Copy out the material below line for line, without any change, and leave the pictures out of your copy.
────
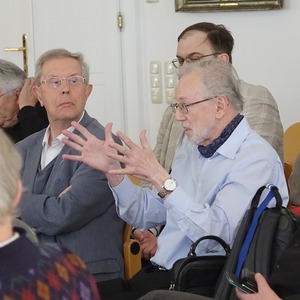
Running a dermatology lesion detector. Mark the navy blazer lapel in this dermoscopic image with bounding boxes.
[22,130,45,190]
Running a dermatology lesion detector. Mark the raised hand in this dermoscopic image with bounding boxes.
[133,229,157,260]
[109,130,169,188]
[236,273,281,300]
[62,122,121,173]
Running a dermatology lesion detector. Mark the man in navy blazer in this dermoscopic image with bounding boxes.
[16,49,124,282]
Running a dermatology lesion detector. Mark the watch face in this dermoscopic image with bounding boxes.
[164,178,177,191]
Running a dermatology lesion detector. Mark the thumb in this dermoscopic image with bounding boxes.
[133,229,144,241]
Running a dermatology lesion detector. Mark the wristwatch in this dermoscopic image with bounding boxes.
[157,178,178,198]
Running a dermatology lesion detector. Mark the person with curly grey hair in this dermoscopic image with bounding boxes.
[0,129,100,300]
[63,59,288,300]
[0,59,49,143]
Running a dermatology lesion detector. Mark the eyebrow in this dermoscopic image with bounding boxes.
[176,52,205,59]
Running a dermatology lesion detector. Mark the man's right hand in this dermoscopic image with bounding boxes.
[133,229,157,260]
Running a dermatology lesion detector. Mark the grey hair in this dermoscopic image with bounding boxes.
[0,59,27,94]
[0,129,22,223]
[178,59,244,112]
[35,48,90,85]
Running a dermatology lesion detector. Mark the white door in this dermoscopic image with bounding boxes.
[0,0,126,131]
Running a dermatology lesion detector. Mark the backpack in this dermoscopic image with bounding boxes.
[214,185,300,300]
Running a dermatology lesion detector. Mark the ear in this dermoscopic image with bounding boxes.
[32,85,44,106]
[216,96,229,119]
[85,84,93,99]
[218,53,229,62]
[14,89,21,98]
[14,179,23,207]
────
Solution to this task
Running a dermatology lesion detector. Mark the navy blazer lapel in this dermoscopic image with bounding boxes.
[22,130,45,190]
Running a dermatology lesion detector. Mark the raised hand in this dermoscopic image with bounding boxes.
[133,229,157,260]
[109,130,169,188]
[236,273,281,300]
[62,122,121,173]
Running a dermatology lesion detector. Mark the man in navy blazer in this dermoscopic image with bounding boxes.
[16,49,124,282]
Running a dermatology lesion detector. Mark the watch face in this dermoscopic image with bounding boxes.
[164,178,177,191]
Running a dermatology lesion detector. Mark the thumb in this dermoscopic image with bounding boxes.
[133,229,144,241]
Running a dermatology lesion detector. Mark the wristwatch in this dermoscopic image with bounding boxes.
[157,178,178,198]
Running a dermatology lesion detector. Mark the person with curly grey hair in this dermoscopic image with bounding boxes.
[0,129,100,300]
[63,59,288,300]
[0,59,49,143]
Running a dermatology lesion detector. Mark the eyebrow in this dermoscopic image with bounding boxes.
[176,52,205,59]
Running a dermatology lesion detector. Mark the man's right hand in this dermoscopic image with bounding boxes.
[133,229,157,260]
Running a dermatology lesion detector. Mark the grey hair in this dermoscopic image with bounding boxes.
[0,59,27,94]
[0,129,22,223]
[178,59,244,112]
[35,48,90,85]
Running a dermatology lesion detector. Mark the white door in this dermoscopic image with bounding boxes.
[0,0,126,131]
Running a dermatology lesion detector. Mark the backpack in this dermoscopic image with bounding boxes.
[214,185,300,300]
Running a dermatology lesion detector. Mark the ear in this dermoscopic image with bounding boxes.
[32,85,44,106]
[216,96,229,119]
[85,84,93,99]
[218,53,229,62]
[14,89,21,98]
[14,179,23,207]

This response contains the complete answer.